= Short exercise =
Return only this: the line with "of the sunlit" and all the lines that follow it below, through the final one, exactly as they are.

(Entries from a point annotation set)

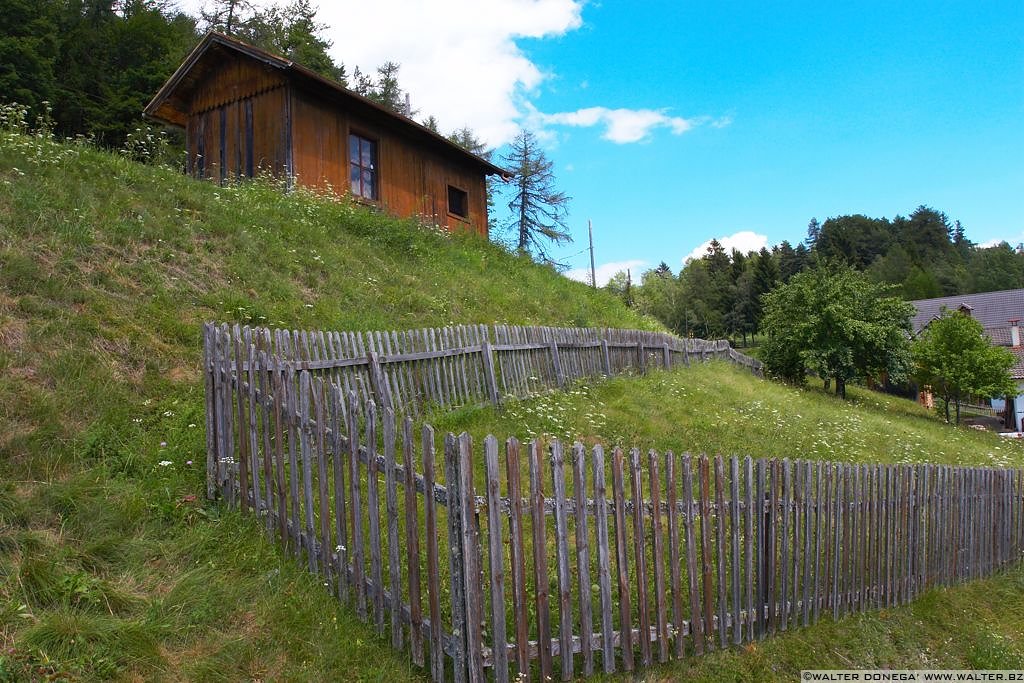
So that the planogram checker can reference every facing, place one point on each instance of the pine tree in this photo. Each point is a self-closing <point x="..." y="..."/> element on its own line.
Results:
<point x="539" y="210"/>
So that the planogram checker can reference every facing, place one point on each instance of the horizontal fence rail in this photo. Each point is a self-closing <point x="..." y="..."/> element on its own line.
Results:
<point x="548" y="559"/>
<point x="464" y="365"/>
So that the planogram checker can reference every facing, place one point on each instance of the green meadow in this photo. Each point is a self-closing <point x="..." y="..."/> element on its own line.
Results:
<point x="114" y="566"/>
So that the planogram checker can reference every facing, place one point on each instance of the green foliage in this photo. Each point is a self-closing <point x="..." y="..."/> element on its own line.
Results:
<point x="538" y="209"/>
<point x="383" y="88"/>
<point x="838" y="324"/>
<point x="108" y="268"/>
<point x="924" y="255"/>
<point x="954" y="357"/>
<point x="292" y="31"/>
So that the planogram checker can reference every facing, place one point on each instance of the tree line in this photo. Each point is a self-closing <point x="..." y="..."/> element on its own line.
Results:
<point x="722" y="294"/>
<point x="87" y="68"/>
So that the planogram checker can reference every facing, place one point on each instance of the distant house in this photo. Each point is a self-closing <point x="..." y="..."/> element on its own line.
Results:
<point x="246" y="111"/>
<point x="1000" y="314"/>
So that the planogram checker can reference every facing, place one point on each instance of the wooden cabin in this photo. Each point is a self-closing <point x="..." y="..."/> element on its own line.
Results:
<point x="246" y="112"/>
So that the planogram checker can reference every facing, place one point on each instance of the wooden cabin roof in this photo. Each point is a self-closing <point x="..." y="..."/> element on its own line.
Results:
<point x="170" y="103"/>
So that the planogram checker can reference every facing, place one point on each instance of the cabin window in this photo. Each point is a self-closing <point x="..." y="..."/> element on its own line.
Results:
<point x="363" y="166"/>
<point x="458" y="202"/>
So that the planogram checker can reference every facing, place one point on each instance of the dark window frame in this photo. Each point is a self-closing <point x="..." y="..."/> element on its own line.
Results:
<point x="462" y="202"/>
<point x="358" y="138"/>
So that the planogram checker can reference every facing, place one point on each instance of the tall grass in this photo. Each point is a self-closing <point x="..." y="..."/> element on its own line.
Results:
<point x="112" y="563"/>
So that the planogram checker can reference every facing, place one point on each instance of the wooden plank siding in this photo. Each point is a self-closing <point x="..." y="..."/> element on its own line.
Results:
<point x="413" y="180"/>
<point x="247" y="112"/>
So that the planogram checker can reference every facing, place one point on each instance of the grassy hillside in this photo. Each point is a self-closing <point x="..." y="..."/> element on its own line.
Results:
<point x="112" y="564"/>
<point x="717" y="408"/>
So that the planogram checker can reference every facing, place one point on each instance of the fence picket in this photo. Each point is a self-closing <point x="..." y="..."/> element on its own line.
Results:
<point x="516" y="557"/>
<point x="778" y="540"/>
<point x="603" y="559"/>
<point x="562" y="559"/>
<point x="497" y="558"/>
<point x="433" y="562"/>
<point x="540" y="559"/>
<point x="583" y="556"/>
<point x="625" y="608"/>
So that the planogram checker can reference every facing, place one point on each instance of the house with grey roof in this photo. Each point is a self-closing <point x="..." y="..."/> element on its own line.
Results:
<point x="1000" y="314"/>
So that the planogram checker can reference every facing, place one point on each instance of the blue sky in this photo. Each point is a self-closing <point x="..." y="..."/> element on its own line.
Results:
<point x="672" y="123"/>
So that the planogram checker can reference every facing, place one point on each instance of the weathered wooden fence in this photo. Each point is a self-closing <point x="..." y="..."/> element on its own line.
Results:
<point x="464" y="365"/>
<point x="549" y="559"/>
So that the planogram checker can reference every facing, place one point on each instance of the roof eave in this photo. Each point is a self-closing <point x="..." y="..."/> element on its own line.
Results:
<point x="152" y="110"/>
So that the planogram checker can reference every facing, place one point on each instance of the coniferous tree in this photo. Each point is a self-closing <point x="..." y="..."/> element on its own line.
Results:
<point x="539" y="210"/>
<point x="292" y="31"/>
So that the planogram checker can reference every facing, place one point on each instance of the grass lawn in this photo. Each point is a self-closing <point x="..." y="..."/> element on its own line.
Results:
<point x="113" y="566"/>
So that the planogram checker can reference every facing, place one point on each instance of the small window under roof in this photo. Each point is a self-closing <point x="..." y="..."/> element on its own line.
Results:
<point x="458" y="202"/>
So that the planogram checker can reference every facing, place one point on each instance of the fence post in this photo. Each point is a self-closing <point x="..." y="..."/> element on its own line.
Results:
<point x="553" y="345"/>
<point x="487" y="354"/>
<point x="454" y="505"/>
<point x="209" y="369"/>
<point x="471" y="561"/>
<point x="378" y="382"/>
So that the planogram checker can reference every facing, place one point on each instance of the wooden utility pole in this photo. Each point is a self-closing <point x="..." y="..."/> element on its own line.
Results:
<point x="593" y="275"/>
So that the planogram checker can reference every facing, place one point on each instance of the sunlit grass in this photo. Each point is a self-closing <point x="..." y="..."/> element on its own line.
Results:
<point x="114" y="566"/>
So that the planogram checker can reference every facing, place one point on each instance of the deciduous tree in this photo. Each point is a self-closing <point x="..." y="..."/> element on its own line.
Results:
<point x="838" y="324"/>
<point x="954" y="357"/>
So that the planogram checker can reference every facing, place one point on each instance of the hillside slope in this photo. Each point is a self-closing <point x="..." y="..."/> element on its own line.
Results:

= Expected output =
So that the planogram checker can reference every facing, place one point on each instance of the sunlit grass in this photo. Each point is a self-closing <point x="..." y="..."/> element on its own line.
Results:
<point x="114" y="566"/>
So that the planogram checker can reference every facing, place one point on each instance of the deciduous tree in this photo. Each point is a self-closing <point x="..." y="..."/> element on its own line.
Results:
<point x="838" y="324"/>
<point x="954" y="357"/>
So that the planogram checker can reference every facing, place one point on each instance of the hillside slope in this photo. Each point is a self-closing <point x="..." y="..."/> element on its own line.
Results:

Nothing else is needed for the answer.